Task description
Lines from the listing that hold the string "below" are what you should return.

[[ Record excerpts, beginning ]]

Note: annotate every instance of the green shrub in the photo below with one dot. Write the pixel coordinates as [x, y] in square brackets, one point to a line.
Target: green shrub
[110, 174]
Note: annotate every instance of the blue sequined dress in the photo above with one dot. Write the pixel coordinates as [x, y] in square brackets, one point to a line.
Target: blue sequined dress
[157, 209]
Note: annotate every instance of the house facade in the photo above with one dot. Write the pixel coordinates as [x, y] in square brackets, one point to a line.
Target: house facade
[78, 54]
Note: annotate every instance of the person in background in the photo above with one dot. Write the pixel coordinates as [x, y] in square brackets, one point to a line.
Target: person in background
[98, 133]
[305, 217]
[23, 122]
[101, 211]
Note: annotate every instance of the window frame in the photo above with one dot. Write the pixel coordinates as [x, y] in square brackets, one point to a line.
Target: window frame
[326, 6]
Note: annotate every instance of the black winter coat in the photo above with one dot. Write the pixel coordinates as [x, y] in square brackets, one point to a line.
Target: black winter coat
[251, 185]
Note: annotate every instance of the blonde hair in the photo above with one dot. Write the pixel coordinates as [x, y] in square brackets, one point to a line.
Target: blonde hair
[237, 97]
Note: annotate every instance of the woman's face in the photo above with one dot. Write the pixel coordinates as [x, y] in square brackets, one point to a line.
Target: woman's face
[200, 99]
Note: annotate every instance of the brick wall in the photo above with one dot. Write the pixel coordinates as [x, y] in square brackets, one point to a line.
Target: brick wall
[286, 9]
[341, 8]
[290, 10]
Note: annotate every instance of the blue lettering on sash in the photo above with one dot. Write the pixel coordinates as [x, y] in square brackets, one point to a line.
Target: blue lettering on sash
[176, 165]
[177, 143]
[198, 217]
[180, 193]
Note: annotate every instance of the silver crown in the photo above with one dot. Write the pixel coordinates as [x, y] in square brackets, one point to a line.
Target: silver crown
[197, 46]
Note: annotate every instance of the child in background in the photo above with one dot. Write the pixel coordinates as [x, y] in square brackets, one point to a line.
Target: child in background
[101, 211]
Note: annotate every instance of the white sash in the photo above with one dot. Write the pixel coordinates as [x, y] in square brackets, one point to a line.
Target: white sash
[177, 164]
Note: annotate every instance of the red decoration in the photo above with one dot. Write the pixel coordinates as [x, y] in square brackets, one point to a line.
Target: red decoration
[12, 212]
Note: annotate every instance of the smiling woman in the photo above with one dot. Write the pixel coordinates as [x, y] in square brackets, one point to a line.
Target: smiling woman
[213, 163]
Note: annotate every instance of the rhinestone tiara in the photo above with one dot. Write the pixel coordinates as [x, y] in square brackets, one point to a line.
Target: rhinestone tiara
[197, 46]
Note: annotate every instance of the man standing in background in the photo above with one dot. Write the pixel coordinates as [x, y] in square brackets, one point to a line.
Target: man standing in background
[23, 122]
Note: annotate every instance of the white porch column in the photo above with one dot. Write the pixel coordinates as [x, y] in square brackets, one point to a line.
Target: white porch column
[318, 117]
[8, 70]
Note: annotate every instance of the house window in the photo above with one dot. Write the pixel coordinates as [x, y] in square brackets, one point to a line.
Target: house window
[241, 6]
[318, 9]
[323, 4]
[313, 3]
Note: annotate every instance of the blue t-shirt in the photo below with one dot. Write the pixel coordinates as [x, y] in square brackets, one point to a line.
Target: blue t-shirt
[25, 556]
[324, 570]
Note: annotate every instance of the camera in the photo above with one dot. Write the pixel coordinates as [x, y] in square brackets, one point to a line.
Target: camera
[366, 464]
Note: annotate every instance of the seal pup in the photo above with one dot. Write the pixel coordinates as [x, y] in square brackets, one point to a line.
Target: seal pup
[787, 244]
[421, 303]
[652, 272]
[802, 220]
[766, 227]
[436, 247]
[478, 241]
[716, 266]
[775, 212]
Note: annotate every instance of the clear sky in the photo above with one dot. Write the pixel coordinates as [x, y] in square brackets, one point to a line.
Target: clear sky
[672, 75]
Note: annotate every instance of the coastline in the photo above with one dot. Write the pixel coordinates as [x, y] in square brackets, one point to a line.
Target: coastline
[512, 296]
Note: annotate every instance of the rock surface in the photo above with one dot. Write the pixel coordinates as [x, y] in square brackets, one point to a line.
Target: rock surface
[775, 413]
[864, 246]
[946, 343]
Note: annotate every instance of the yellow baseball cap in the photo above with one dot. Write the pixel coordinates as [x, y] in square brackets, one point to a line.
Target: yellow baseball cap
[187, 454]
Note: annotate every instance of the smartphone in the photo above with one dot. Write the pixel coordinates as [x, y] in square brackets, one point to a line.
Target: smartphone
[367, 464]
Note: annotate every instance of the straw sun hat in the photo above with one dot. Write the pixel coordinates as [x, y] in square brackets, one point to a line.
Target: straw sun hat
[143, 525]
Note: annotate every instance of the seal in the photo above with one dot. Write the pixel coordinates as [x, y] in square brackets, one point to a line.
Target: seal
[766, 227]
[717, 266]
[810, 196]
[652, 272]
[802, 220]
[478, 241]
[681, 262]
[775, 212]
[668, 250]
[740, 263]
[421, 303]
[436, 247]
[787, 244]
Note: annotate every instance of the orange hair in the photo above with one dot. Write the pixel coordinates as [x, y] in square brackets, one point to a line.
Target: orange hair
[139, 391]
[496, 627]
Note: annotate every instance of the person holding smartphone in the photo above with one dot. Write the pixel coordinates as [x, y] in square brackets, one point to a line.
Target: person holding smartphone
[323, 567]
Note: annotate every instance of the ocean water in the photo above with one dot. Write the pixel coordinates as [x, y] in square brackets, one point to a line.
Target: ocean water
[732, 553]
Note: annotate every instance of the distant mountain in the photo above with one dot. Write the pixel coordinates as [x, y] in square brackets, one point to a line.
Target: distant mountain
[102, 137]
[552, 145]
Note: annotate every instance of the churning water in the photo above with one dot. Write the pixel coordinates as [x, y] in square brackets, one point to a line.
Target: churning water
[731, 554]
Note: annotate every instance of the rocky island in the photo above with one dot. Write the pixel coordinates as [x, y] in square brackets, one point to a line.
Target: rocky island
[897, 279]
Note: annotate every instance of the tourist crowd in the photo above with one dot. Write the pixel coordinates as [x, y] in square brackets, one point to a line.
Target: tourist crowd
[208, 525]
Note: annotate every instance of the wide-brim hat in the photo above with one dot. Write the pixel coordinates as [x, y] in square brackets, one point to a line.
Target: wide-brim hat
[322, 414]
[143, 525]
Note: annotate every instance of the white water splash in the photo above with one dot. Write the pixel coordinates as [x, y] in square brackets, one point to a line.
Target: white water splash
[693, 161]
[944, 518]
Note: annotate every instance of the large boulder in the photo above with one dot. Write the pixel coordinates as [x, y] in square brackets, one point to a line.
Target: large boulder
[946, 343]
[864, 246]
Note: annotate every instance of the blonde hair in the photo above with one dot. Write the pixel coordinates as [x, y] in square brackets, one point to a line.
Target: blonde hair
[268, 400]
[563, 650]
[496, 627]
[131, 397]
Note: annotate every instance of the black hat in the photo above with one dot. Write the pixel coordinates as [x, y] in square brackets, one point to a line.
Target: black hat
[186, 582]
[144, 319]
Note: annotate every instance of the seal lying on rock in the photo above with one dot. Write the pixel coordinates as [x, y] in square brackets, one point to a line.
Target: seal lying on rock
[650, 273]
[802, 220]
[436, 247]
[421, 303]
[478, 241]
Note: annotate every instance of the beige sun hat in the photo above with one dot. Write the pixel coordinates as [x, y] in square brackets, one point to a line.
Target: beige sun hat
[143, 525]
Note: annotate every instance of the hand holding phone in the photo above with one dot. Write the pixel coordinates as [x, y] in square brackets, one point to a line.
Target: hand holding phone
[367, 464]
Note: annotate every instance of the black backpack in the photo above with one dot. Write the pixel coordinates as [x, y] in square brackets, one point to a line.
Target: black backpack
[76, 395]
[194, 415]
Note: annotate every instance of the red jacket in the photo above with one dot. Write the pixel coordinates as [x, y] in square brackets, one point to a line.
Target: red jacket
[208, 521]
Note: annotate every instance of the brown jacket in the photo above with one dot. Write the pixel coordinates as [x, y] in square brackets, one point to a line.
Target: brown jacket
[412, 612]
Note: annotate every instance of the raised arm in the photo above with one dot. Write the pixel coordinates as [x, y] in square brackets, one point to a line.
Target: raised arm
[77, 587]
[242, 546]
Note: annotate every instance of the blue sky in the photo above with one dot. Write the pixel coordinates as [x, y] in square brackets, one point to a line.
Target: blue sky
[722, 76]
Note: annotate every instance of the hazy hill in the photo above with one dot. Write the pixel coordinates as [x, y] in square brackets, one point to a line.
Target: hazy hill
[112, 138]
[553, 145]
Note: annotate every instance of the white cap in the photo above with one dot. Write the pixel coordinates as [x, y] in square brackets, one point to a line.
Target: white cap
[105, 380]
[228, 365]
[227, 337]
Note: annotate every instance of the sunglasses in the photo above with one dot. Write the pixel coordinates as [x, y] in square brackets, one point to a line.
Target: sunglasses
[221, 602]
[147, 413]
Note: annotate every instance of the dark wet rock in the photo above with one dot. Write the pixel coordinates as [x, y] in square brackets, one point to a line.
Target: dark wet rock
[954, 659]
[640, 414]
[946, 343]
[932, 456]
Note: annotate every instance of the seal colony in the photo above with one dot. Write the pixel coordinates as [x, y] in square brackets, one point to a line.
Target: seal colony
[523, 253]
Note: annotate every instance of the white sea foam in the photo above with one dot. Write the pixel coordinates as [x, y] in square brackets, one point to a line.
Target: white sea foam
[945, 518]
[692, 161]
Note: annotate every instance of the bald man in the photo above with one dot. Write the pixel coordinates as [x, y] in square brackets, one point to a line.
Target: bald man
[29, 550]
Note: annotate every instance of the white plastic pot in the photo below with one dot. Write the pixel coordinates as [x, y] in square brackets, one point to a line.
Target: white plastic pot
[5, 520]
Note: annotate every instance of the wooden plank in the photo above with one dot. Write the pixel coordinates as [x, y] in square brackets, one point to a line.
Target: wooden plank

[[ Record excerpts, end ]]

Exercise answer
Note: annotate every instance of the green shrub in the photo below with one dot. Write the pixel coordinates as [x, y] in square brackets, one point to a line.
Note: annotate every instance of the blue t-shirt in the photo below with one dot. Write the pixel coordinates as [x, y] in square brackets, one point to a line.
Note: annotate every instance of the white plastic pot in the photo below with one dot. Write the pixel coordinates as [x, y] in square brackets, one point to a line.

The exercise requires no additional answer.